TASK DIRECTIONS →
An exact transcript of the records is what this task asks for.

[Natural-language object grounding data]
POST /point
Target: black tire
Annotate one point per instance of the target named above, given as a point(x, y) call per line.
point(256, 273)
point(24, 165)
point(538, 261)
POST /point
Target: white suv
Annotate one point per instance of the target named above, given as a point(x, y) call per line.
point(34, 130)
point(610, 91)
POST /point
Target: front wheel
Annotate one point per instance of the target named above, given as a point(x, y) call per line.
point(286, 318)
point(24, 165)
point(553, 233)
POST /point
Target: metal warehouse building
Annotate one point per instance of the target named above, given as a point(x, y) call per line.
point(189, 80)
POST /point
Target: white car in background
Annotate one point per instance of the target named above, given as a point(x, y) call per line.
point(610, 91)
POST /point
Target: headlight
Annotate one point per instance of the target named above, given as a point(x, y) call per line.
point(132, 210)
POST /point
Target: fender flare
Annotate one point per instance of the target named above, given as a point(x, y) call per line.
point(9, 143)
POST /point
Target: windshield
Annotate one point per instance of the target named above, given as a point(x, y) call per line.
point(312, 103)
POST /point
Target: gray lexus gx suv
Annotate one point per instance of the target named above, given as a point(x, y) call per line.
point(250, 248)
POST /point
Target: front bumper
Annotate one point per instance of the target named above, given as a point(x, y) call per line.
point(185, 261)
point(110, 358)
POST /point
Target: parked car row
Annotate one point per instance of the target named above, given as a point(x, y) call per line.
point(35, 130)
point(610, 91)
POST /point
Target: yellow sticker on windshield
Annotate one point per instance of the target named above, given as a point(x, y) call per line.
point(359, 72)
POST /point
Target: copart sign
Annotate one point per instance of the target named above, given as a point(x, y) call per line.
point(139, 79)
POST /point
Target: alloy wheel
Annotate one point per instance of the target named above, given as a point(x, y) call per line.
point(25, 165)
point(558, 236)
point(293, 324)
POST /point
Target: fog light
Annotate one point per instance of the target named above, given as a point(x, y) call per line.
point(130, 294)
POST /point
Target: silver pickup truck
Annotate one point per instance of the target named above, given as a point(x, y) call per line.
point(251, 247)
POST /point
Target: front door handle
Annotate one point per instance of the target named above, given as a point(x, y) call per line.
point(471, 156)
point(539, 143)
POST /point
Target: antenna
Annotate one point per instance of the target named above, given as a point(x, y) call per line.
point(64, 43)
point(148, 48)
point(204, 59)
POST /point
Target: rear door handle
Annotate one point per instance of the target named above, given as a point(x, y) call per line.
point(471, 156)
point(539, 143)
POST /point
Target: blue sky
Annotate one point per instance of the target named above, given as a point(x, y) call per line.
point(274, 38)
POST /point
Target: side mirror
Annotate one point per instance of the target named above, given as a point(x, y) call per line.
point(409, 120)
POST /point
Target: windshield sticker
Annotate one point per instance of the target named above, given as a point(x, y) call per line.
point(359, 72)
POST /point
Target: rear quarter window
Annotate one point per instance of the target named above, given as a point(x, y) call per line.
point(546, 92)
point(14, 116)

WRITTEN ANSWER →
POST /point
Target: black tire
Annotate one point per instance of the target named above, given as a point(x, y) call per line.
point(256, 273)
point(24, 165)
point(538, 261)
POST /point
Target: white suv
Annotate one point per instance of the target named above, given as a point(x, y) call per line.
point(34, 130)
point(610, 91)
POST /point
Target: front wheel
Annotate one point per instance of the target named above, given as a point(x, y) call per line.
point(286, 318)
point(24, 165)
point(553, 233)
POST /point
Target: metal warehouse building
Annotate one point per instance of the target named above, given as a point(x, y) call per line.
point(189, 80)
POST /point
Target: white car in background
Annotate one point per instance of the target named above, given as a point(x, y) call per line.
point(610, 91)
POST /point
Target: headlight
Annotate one point per instance of the target named above, given as a point(x, y) call per line.
point(132, 210)
POST /point
Target: fender flare
Annotate one point per instance of the target named above, given as a point(x, y) call per line.
point(9, 143)
POST /point
Target: windshield
Annotate one point per instance of the target named above, given as a point(x, y) call per line.
point(312, 103)
POST /point
Target: gray lexus gx suv
Annotate one point per instance of the target named above, given as a point(x, y) call per line.
point(250, 248)
POST /point
Target: front bumper
Annotate one point per instance of the target named above, given as a point(x, y) call per line.
point(185, 261)
point(110, 358)
POST /point
Target: parked car row
Annotate one point per instance of the target named above, given as a point(x, y) call per line.
point(35, 130)
point(610, 91)
POST /point
Target: yellow sticker on windshield
Annotate one point per instance of the target named above, given as a point(x, y) call per line.
point(359, 72)
POST /point
Target: copart sign
Annotate one point per instance of the target named above, given as a point(x, y) call per line.
point(139, 79)
POST /point
Target: alloy wheel
Annotate one point per instance of the target named above, given as a point(x, y) call per line.
point(25, 165)
point(558, 236)
point(293, 324)
POST /point
Target: fog light
Annotate one point per instance of the target named above, given as a point(x, y) call per line.
point(130, 294)
POST /point
Target: silver pickup truck
Annotate one point per instance of the target named above, given as a point(x, y) call per line.
point(251, 247)
POST /point
Target: front door handle
Annotate one point per instance of the target named above, given as a point(x, y) call per line.
point(471, 156)
point(539, 143)
POST /point
Target: antenna
Annotate one point per instance of the target named above, given as a point(x, y) call per line.
point(64, 43)
point(148, 48)
point(204, 59)
POST /point
Target: rear door handle
Annotate one point per instance of the target named above, given as a point(x, y) call per line.
point(471, 156)
point(539, 143)
POST /point
Target: blue sky
Annotate one point per instance of the target named above, given as a point(x, y) call per line.
point(274, 38)
POST /point
Target: side mirror
Annotate one point per instance of the target named above, given as a point(x, y) call per line.
point(409, 120)
POST /point
Target: windshield sticker
Annotate one point per instance of the target named above, given as a point(x, y) call per line.
point(359, 72)
POST /point
Target: rear quarter window
Annotate one point per instance of the target named above, given as a point(x, y) call per line.
point(546, 92)
point(14, 116)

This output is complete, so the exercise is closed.